Replace each "Flashcard task" in the lines below with "Labeling task", keeping everything else the same, and leave the pictures out of your answer.

Start of DATASET RECORDS

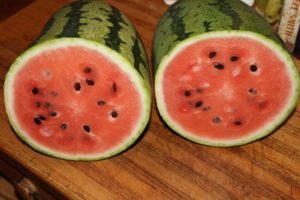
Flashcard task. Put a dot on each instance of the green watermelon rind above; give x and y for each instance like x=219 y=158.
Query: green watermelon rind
x=111 y=54
x=264 y=131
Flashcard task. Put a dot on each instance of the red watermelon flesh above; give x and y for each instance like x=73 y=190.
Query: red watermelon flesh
x=75 y=101
x=224 y=89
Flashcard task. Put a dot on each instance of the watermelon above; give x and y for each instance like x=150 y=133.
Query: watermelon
x=81 y=90
x=222 y=75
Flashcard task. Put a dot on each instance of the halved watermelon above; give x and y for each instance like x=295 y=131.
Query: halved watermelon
x=80 y=96
x=221 y=80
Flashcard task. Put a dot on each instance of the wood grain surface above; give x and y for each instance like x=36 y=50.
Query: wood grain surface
x=161 y=165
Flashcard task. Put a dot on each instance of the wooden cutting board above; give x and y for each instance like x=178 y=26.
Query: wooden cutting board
x=161 y=165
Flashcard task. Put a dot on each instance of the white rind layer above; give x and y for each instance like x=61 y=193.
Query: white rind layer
x=262 y=131
x=110 y=54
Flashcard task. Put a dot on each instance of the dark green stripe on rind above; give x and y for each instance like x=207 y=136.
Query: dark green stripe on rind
x=98 y=21
x=188 y=18
x=71 y=28
x=113 y=40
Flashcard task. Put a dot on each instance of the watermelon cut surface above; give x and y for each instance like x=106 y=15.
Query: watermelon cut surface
x=222 y=77
x=80 y=96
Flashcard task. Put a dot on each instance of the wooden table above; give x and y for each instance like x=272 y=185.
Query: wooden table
x=161 y=165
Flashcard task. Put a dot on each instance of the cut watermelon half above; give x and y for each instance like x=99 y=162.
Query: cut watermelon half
x=226 y=88
x=76 y=99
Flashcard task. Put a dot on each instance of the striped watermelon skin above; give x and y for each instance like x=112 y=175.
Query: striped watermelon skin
x=100 y=22
x=188 y=18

End of DATASET RECORDS

> [FINISHED TASK]:
Labeling task. Put a dot on each instance of the green watermelon rind above; give x and y for each instance like x=219 y=158.
Query: green watermelon rind
x=111 y=54
x=264 y=131
Labeling task. Put a dot on each instance of the red watermelon flesh above; give x and y for each instance like x=73 y=190.
Query: red watermelon flesh
x=75 y=101
x=224 y=89
Labeling task. Put a dot on each instance of the watermelon above; give x and y for each instance like x=150 y=133.
Query: watermelon
x=81 y=90
x=222 y=75
Labeling task. Put a dot on each instance of the halved watermelon above; give x and y for each instance like x=295 y=131.
Query: halved watermelon
x=80 y=96
x=221 y=80
Labeling task. Put a dot on each instance of the wood grain surface above; give x and y for each instance like x=36 y=50.
Query: wood grain surface
x=161 y=165
Labeling task. Put a dot on each instance of the wooden cutting board above; give x and y for each instance like x=178 y=26.
Query: wooden cutting board
x=161 y=165
Labeling task. Put a dot on each instance of the white rind layer above; give x and y for each instance like x=61 y=193.
Query: white rind layer
x=262 y=131
x=110 y=54
Labeling task. Put a dot on each instance of the dark green stripe on rind above; give x and y for each instance like x=207 y=136.
Query: dark green stripe on rind
x=98 y=21
x=188 y=18
x=71 y=28
x=113 y=40
Labeling task. Put a dot on each instance of the watermelon cut surface above; give x and y for each instance like x=106 y=15.
Query: watermelon cut surface
x=222 y=77
x=80 y=96
Labeling task. Put a dot on each instance of the wooden table above; give x and y for each instance like x=272 y=185.
Query: wooden table
x=161 y=165
Labeling task. Put a dot on each instance of the cut watermelon half above; give x and y for each instance like x=99 y=162.
Query: cut watermelon half
x=226 y=88
x=76 y=99
Labeling task. Put a dot on each instance of the striped watermelon skin above; give x and y for each instance like x=112 y=175.
Query: striped watermelon skin
x=100 y=22
x=188 y=18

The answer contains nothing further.